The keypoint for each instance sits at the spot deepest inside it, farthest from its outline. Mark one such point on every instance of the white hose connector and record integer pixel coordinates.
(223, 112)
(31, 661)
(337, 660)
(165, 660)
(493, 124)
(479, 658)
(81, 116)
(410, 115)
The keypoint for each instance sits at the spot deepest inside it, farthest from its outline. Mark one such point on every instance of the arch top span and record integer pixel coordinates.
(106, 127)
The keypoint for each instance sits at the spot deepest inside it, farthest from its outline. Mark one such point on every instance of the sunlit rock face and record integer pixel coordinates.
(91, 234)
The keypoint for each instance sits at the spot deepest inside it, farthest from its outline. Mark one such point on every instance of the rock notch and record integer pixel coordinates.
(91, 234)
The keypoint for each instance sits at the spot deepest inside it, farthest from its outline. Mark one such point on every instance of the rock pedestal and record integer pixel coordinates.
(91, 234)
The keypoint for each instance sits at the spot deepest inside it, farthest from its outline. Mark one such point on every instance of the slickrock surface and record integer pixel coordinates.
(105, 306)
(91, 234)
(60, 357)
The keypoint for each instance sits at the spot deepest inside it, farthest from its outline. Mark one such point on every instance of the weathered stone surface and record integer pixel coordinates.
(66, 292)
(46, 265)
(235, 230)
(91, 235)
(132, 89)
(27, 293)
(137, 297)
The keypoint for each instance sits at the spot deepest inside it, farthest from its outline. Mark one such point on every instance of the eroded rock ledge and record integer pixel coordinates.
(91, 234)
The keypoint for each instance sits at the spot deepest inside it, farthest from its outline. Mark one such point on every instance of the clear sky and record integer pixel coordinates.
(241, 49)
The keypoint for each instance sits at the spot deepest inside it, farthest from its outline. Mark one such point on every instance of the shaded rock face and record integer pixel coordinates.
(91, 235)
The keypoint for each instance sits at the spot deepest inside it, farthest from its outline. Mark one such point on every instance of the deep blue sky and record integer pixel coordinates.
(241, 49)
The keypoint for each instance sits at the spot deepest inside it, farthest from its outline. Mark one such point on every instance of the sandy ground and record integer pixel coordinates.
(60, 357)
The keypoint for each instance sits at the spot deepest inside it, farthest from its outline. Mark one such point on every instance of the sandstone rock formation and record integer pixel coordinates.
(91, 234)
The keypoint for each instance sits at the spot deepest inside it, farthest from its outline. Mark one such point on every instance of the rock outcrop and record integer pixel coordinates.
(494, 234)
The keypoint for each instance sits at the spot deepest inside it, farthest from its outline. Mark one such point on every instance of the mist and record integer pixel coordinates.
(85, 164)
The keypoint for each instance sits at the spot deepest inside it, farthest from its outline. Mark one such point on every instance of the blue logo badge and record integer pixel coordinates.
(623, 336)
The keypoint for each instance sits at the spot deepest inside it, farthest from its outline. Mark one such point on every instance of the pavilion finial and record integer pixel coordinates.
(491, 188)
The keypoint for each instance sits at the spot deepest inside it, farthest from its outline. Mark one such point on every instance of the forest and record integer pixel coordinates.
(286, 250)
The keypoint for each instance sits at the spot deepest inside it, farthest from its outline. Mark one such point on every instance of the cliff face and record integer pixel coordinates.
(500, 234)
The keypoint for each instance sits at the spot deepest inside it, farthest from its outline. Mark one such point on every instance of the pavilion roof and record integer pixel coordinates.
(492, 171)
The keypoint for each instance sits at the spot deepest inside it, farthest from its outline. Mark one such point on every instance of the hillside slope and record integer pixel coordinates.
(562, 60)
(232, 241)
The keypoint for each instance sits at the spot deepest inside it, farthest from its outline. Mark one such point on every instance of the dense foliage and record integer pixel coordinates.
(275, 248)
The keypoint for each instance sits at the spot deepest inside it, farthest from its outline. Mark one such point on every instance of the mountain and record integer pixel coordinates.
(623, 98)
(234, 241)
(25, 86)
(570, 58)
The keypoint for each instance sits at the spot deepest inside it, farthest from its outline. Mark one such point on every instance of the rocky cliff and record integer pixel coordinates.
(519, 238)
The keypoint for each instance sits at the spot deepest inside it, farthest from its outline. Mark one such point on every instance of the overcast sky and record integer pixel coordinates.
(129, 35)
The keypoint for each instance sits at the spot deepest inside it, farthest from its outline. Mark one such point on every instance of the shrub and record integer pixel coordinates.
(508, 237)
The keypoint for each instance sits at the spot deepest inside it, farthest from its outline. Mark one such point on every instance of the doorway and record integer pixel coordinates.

= = = = = = =

### PROMPT
Reproduce the material exactly, and keep every line as it is.

### YOUR RESPONSE
The keypoint for each instance sits at the spot deepest inside it, farthest from its outline. Mark one such point on every instance of the white hose connector and record integer pixel coordinates.
(223, 112)
(31, 661)
(337, 660)
(165, 660)
(493, 124)
(479, 658)
(81, 116)
(410, 115)
The keypoint for each instance sits at the spot deepest inside it, farthest from its outline. Mark one such point on every instance of the arch top span and record integer pixel coordinates.
(106, 127)
The keypoint for each instance sits at the spot deepest inside it, farthest from its outline. Mark one such point on every instance of the sunlit rock face and record integer pixel coordinates.
(91, 234)
The keypoint for each instance sits at the spot deepest inside it, farthest from its outline. Mark one such point on every instance of the rock notch and record integer pixel coordinates.
(91, 234)
The keypoint for each instance sits at the spot deepest inside it, farthest from its outline. Mark one such point on every instance of the rock pedestal and record integer pixel coordinates.
(91, 234)
The keypoint for each instance sits at the spot deepest inside it, farthest from its outline. Mark one such point on every instance of the slickrock surface and record integer pixel coordinates.
(105, 306)
(91, 234)
(60, 357)
The keypoint for each instance sits at the spot deepest inside it, farthest from its outline. Mark one such point on every instance of the weathered stone surface and record integer pixel coordinates.
(66, 292)
(46, 265)
(235, 230)
(91, 235)
(132, 89)
(27, 293)
(137, 297)
The keypoint for each instance sits at the spot deepest inside it, farthest from its outline. Mark one such point on every instance of the eroded rock ledge and record integer pixel coordinates.
(91, 234)
The keypoint for each instance sits at the spot deepest inside it, farthest from its outline. Mark one such point on every instance of the clear sky and record integer pixel coordinates.
(241, 49)
The keypoint for each instance sits at the spot deepest inside it, farthest from its outline. Mark one such point on every instance of the shaded rock face and record integer pixel coordinates.
(91, 235)
The keypoint for each instance sits at the spot deepest inside it, farthest from its outline. Mark one such point on every instance of the deep blue sky and record integer pixel coordinates.
(241, 49)
The keypoint for each instance sits at the spot deepest inside it, farthest from its outline. Mark one such point on every instance of the sandy ground and record integer pixel coordinates.
(60, 357)
The keypoint for each instance sits at the spot deepest inside it, farthest from its outline. Mark one such point on every instance of the sandstone rock formation and record integer pixel coordinates.
(91, 234)
The keypoint for each instance sits at the spot deepest inside it, farthest from its outline. Mark one such point on every instance of the rock outcrop and record integer pixel coordinates.
(494, 234)
The keypoint for each instance sits at the spot deepest inside it, farthest from its outline. Mark one such point on every instance of the mist and record integer pixel coordinates.
(85, 164)
The keypoint for each instance sits at the spot deepest inside it, farthest from its outline. Mark one such point on every instance of the blue logo badge and record integer pixel coordinates.
(623, 336)
The keypoint for each instance sits at the spot deepest inside it, farthest from its outline. Mark one such point on every instance of the pavilion finial and record integer pixel coordinates.
(491, 188)
The keypoint for each instance sits at the spot deepest inside it, farthest from its outline. Mark one such point on every instance of the forest and record integer pixel coordinates.
(286, 250)
The keypoint for each instance sits at the spot deepest inside it, farthest from its outline. Mark one such point on every instance of the cliff face and record integer pixel coordinates.
(500, 234)
The keypoint for each instance sits at the spot deepest inside it, farthest from its outline. Mark one such point on every instance of the pavilion roof and record integer pixel coordinates.
(492, 171)
The keypoint for each instance sits at the spot deepest inside it, farthest from its outline. Mark one such point on every instance of the hillside slope and record integer pixel coordinates.
(562, 60)
(232, 241)
The keypoint for each instance sits at the spot deepest inside it, farthest from its outline. Mark one such point on every instance of the dense foliage and record integer pixel coordinates.
(275, 248)
The keypoint for each instance sits at the spot deepest inside it, farthest from its outline. Mark one such point on every instance of the mountain and record integer pixel coordinates.
(623, 98)
(234, 241)
(25, 86)
(570, 58)
The keypoint for each instance sits at the spot deepest inside it, farthest from its outline. Mark one such point on every instance of the rocky cliff and record integer pixel coordinates.
(519, 238)
The keypoint for each instance sits at the spot deepest inside it, farthest from its outline. Mark one such point on every instance of the overcast sky and record integer pixel coordinates.
(129, 35)
The keypoint for each instance sits at the spot deepest inside it, farthest from its outline. Mark one such point on every instance of the shrub and record integer pixel coordinates.
(508, 237)
The keypoint for each instance sits at the spot deepest inside it, farthest from its outline. Mark one such point on every instance of the doorway and record integer pixel coordinates.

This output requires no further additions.